The over-reliance on interest-rate increases will likely lead to economic disaster in low- and middle-income countries.
The Spanish-American philosopher George Santayana famously warned that ‘those who cannot remember the past are condemned to repeat it’. But sometimes even those who can recall the past have a selective memory and draw the wrong conclusions. This is how the global policy response to the current bout of inflation is playing out, with governments and central banks across the developed world insisting that the only way to tame soaring prices is by raising interest rates and tightening monetary policy.
The Volcker shock of 1979, when the United States Federal Reserve, under its then chair, Paul Volcker, sharply increased interest rates in response to runaway inflation, set the template for today’s monetary tightening. Volcker’s rate hikes were intended to combat a wage-price spiral by increasing unemployment, thereby reducing workers’ bargaining power and depressing inflationary expectations.
But the high interest rates triggered the largest decline in US economic activity since the Great Depression, and recovery took half a decade. Volcker’s policy also reverberated around the world, as capital flowed into the US, resulting in external debt crises and major economic downturns which led to a ‘lost decade’ in Latin America and other developing countries.
Rate hikes
The context for this heavy-handed approach was very different from current conditions, because wage increases are not the main driver of inflationary pressures. In fact, even in the US, real wages have been falling over the past year. Yet that has not stopped some economists from arguing that higher unemployment and consequent larger declines in real wages are necessary to control inflation.

(Coordinate annotation rows)
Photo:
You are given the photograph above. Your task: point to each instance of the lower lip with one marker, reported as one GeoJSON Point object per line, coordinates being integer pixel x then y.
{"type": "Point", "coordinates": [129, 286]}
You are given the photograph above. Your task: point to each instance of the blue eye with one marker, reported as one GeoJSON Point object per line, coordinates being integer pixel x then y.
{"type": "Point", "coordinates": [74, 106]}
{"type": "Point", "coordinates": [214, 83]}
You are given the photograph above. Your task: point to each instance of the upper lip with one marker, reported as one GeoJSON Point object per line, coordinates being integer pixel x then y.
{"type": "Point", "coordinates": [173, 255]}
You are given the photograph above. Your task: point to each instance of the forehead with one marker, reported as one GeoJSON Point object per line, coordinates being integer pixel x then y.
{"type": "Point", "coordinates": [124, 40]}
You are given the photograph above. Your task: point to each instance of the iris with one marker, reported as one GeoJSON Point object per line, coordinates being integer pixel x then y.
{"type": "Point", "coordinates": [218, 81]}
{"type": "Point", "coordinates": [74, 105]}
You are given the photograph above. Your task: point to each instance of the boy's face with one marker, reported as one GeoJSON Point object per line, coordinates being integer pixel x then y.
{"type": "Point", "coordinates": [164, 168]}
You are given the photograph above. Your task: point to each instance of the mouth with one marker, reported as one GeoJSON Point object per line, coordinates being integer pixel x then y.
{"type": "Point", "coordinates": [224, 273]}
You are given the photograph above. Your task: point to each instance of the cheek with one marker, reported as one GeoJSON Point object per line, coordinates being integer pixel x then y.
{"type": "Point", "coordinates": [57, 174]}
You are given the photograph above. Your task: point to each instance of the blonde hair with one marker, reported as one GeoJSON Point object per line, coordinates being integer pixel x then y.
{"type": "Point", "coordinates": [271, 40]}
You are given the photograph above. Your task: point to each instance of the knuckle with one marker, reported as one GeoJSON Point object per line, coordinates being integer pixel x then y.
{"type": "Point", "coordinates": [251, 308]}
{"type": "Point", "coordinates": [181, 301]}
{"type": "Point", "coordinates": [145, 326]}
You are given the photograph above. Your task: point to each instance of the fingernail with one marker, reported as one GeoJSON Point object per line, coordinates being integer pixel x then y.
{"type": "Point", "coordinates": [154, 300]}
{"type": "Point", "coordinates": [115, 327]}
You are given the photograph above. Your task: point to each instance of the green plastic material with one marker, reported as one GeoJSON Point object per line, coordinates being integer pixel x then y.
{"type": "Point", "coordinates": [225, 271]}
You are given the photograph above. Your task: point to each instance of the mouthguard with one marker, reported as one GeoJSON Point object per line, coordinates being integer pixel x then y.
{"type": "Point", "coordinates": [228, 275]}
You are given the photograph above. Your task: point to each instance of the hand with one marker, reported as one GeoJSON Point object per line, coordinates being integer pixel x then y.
...
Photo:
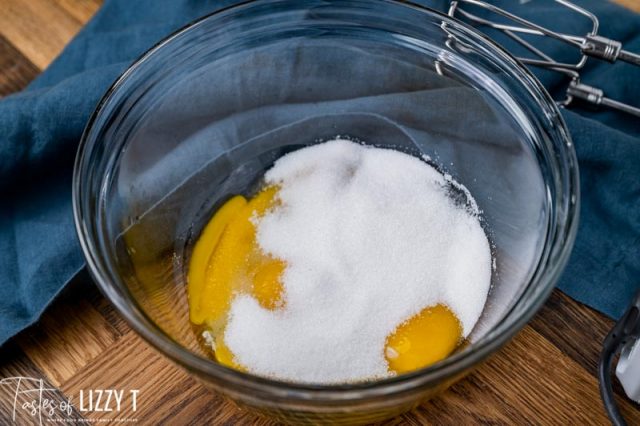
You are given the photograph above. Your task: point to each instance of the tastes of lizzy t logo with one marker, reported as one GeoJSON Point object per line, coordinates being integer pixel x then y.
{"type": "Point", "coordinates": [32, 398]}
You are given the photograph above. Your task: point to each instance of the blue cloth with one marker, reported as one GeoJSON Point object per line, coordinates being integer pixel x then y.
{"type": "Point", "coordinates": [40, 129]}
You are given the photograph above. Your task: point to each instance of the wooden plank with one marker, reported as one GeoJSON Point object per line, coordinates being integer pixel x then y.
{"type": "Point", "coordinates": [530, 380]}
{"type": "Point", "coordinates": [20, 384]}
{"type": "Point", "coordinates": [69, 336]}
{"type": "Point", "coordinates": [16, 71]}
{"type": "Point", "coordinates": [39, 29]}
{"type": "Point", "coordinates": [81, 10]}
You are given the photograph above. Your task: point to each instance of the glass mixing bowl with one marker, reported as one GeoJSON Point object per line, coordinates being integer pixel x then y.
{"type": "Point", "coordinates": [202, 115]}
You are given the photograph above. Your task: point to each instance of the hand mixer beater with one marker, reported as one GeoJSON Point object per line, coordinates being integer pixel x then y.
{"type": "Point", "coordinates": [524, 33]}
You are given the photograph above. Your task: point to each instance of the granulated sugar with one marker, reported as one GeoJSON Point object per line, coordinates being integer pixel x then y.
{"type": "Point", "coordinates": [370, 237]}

◆ **REQUESTS**:
[1] List the aims that the passage on interest-rate increases gives for Volcker's rate hikes.
[2] Summarize the passage on interest-rate increases in two sentences.
[3] Continue the passage on interest-rate increases from the point where it stops.

◆ **RESPONSES IN ORDER**:
[1]
- Combat a wage-price spiral
- Increase unemployment
- Reduce workers' bargaining power
- Depress inflationary expectations

[2] Governments and central banks in the developed world are answering current inflation by raising interest rates, following the template of the 1979 Volcker shock, which caused the largest US downturn since the Great Depression and debt crises that brought a lost decade to Latin America and other developing countries. Today's conditions differ because wage increases are not the main driver of inflation, yet some economists still argue that higher unemployment and falling real wages are needed to control it.

[3]
Even some of the most vocal champions of tight money and rapid interest-rate increases recognise that this strategy will most likely trigger a recession and significantly damage the lives and livelihoods of millions in their own countries and elsewhere. There also seems to be little disagreement that rate hikes have not slowed inflation thus far, probably because surging prices are driven by other factors.
One would expect the supposed ‘adults in the room’ of global macroeconomic policy to recognise the problem and seek to craft more appropriate responses. But national policy-makers in advanced economies, as well as multilateral institutions such as the International Monetary Fund and the typically more sensible Bank for International Settlements, appear to have no interest in alternative explanations or strategies.
Intellectual inertia
This intellectual inertia is leading policy badly astray. Research has increasingly shown that the current inflationary surge is driven by supply constraints, profiteering by large companies in critical sectors such as energy and food, and rising profit margins in other sectors, as well as commodity prices. Addressing these factors would require sensible policies, such as mending broken supply chains, capping prices and profits in important sectors such as food and fuel, and reining in commodity-market speculation.
While governments are well aware of these options, they have not seriously considered them. Instead, elected officials worldwide have left it to central banks to control inflation and central bankers, in turn, have relied on the blunt tools of interest-rate hikes. While this will inflict needless economic pain on millions of people in developed countries, the consequences for the rest of the world will likely be even worse.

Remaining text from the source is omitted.